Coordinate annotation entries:
———
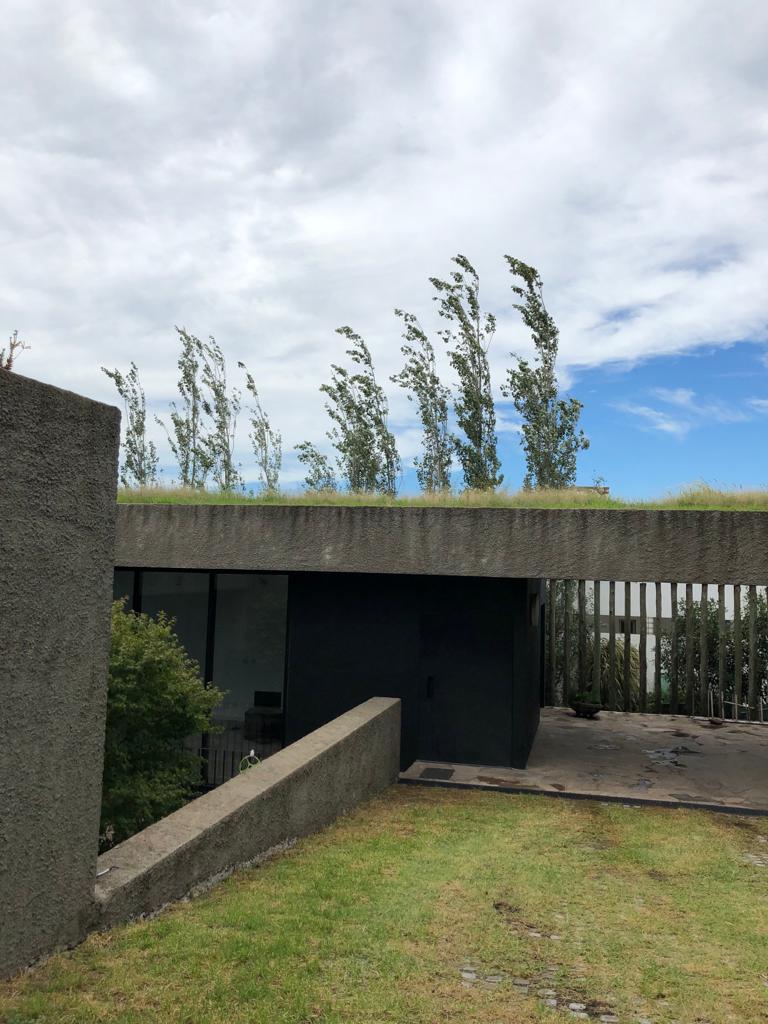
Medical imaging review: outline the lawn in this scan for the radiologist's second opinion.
[118,483,768,512]
[0,786,768,1024]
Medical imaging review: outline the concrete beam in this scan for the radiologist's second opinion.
[116,505,768,584]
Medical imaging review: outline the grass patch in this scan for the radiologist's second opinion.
[118,483,768,512]
[0,786,768,1024]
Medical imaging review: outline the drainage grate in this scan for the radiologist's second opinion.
[419,768,455,781]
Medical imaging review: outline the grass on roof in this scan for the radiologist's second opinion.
[0,786,768,1024]
[118,483,768,511]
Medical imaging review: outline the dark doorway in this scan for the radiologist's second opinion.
[418,593,520,764]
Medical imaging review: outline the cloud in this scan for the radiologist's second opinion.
[613,387,757,437]
[0,0,768,472]
[652,387,750,423]
[614,402,692,438]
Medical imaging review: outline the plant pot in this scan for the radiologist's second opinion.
[570,700,603,718]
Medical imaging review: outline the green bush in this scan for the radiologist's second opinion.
[99,601,223,850]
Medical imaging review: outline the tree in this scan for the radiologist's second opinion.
[321,327,400,495]
[429,254,504,490]
[101,362,158,487]
[201,335,243,492]
[238,362,283,494]
[156,327,211,487]
[391,309,453,493]
[100,600,223,849]
[502,256,589,488]
[0,331,30,371]
[295,441,336,492]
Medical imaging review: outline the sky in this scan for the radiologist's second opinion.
[0,0,768,498]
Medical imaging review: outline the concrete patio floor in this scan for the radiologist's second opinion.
[400,708,768,814]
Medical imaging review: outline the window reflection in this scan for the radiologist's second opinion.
[141,571,209,676]
[213,572,288,753]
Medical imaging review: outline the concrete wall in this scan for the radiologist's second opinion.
[0,371,120,976]
[96,697,400,927]
[116,505,768,584]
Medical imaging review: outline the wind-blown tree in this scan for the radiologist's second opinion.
[295,441,337,492]
[238,362,283,494]
[429,254,504,490]
[390,309,453,493]
[156,327,212,487]
[0,331,30,371]
[502,256,590,488]
[201,335,243,492]
[101,362,158,487]
[321,327,400,495]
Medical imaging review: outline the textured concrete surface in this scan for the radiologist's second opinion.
[96,697,400,927]
[401,708,768,813]
[116,505,768,584]
[0,371,120,975]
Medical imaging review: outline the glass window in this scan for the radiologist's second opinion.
[213,572,288,748]
[141,570,208,676]
[112,569,136,608]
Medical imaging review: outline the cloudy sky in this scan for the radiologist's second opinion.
[6,0,768,497]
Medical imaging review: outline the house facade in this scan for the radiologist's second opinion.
[115,506,544,783]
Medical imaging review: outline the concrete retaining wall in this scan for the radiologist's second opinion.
[116,505,768,584]
[96,697,400,927]
[0,370,120,976]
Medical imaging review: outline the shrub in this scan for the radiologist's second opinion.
[99,600,223,850]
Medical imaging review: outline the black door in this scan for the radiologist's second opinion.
[419,594,512,765]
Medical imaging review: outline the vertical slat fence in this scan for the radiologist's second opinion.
[638,583,648,712]
[544,580,768,720]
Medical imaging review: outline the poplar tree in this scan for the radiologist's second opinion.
[429,254,504,490]
[502,256,590,488]
[391,309,453,493]
[238,362,283,494]
[0,331,30,371]
[156,327,211,487]
[295,441,337,492]
[201,335,243,492]
[321,327,400,495]
[101,362,158,487]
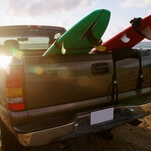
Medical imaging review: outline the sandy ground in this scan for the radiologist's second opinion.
[0,105,151,151]
[48,106,151,151]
———
● **What to work on**
Express each line of the records above as a JSON list of strings, one string per line, with blank lines left out. Leave the pictures out of the answer.

● **Reply**
[
  "Medical imaging review: outline the lawn in this scan for the radiologist's second opinion.",
  "[118,483,768,512]",
  "[0,786,768,1024]",
  "Medical imaging review: outline the concrete beam in this scan for the radiologist's second opinion.",
  "[116,505,768,584]",
  "Medical imaging review: outline the grass patch in this scan for the radiologist's second opinion.",
  "[118,483,768,512]",
  "[0,786,768,1024]",
  "Medical imaging review: outline the drainage grate in this scan for the radiologist's second opinion.",
  "[419,768,455,781]",
  "Medical imaging review: outline the grass on roof in this scan for the radiologist's second opinion.",
  "[0,786,768,1024]",
  "[118,483,768,511]",
  "Medical imaging review: outline the dark doorway in this scan for the radiologist's second opinion.",
  "[418,593,520,764]",
  "Medical imaging review: outline the cloud in this scan for the radiologist's second opinion.",
  "[613,387,757,437]",
  "[0,0,768,472]",
  "[652,387,750,423]",
  "[614,402,692,438]",
  "Medical imaging review: outline the plant pot in this scan for the radiologist's second opinion.",
  "[570,700,603,718]",
  "Medical imaging review: outline the green bush in this scan for the radiologist's second opinion.",
  "[99,601,223,850]",
  "Medical imaging review: outline the tree in this scan for the radiologist's second opinion.",
  "[321,327,400,495]",
  "[429,254,504,490]",
  "[101,362,158,487]",
  "[201,335,243,492]",
  "[238,362,283,494]",
  "[156,327,211,487]",
  "[391,309,453,493]",
  "[100,600,223,849]",
  "[502,256,589,488]",
  "[0,331,30,371]",
  "[295,441,336,492]",
  "Medical imaging review: outline the sky in this scan for the radiologist's second opinion.",
  "[0,0,768,498]",
  "Medical imaging review: outline the concrete patio floor in this scan for the radiologist's second opinion.",
  "[400,708,768,814]",
  "Medical imaging review: outline the window reflection in this scan for the radiologist's second opinion.",
  "[141,571,209,676]",
  "[213,572,288,753]",
  "Medical imaging review: outline the concrete wall in this scan for the radiologist's second opinion.",
  "[0,371,120,976]",
  "[96,697,400,927]",
  "[116,505,768,584]",
  "Medical imaging review: outline the wind-blown tree in this scan for the radiologist's second opinion.",
  "[295,441,337,492]",
  "[238,362,283,494]",
  "[429,254,504,490]",
  "[390,309,453,493]",
  "[156,327,212,487]",
  "[0,331,30,371]",
  "[502,256,590,488]",
  "[201,335,243,492]",
  "[101,362,158,487]",
  "[321,327,400,495]",
  "Medical imaging review: outline the textured concrete surface in this scan for the radiologist's second opinion.",
  "[96,697,400,927]",
  "[401,708,768,813]",
  "[116,505,768,584]",
  "[0,371,120,975]",
  "Medical imaging review: outline the glass window in this scan for the radiologist's second opinion.",
  "[213,572,288,748]",
  "[141,570,208,676]",
  "[112,569,136,608]",
  "Medical imaging review: outline the cloudy sky in this scan for the radiologist's second opinion.",
  "[6,0,768,497]",
  "Medical imaging review: outline the house facade in this scan for the radiologist's second opinion.",
  "[115,506,544,783]",
  "Medical imaging review: outline the concrete retaining wall in this scan for the radiologist's second opinion.",
  "[116,505,768,584]",
  "[96,697,400,927]",
  "[0,370,120,976]",
  "Medical imaging review: outline the shrub in this scan for the radiologist's second opinion.",
  "[99,600,223,850]",
  "Medical imaging review: outline the black door in this scan for the radiologist's second opinion.",
  "[419,594,512,765]",
  "Medical imaging review: outline the vertical slat fence in this scan for the radiologist's second opinion.",
  "[638,583,648,712]",
  "[544,580,768,720]",
  "Medical imaging review: outline the poplar tree in this scan for the radiologist's second opinion.",
  "[429,254,504,490]",
  "[502,256,590,488]",
  "[391,309,453,493]",
  "[238,362,283,494]",
  "[0,331,30,371]",
  "[156,327,211,487]",
  "[295,441,337,492]",
  "[201,335,243,492]",
  "[321,327,400,495]",
  "[101,362,158,487]",
  "Medical imaging review: outline the sandy ground in this scan for the radiologist's second opinion.",
  "[0,105,151,151]",
  "[48,106,151,151]"
]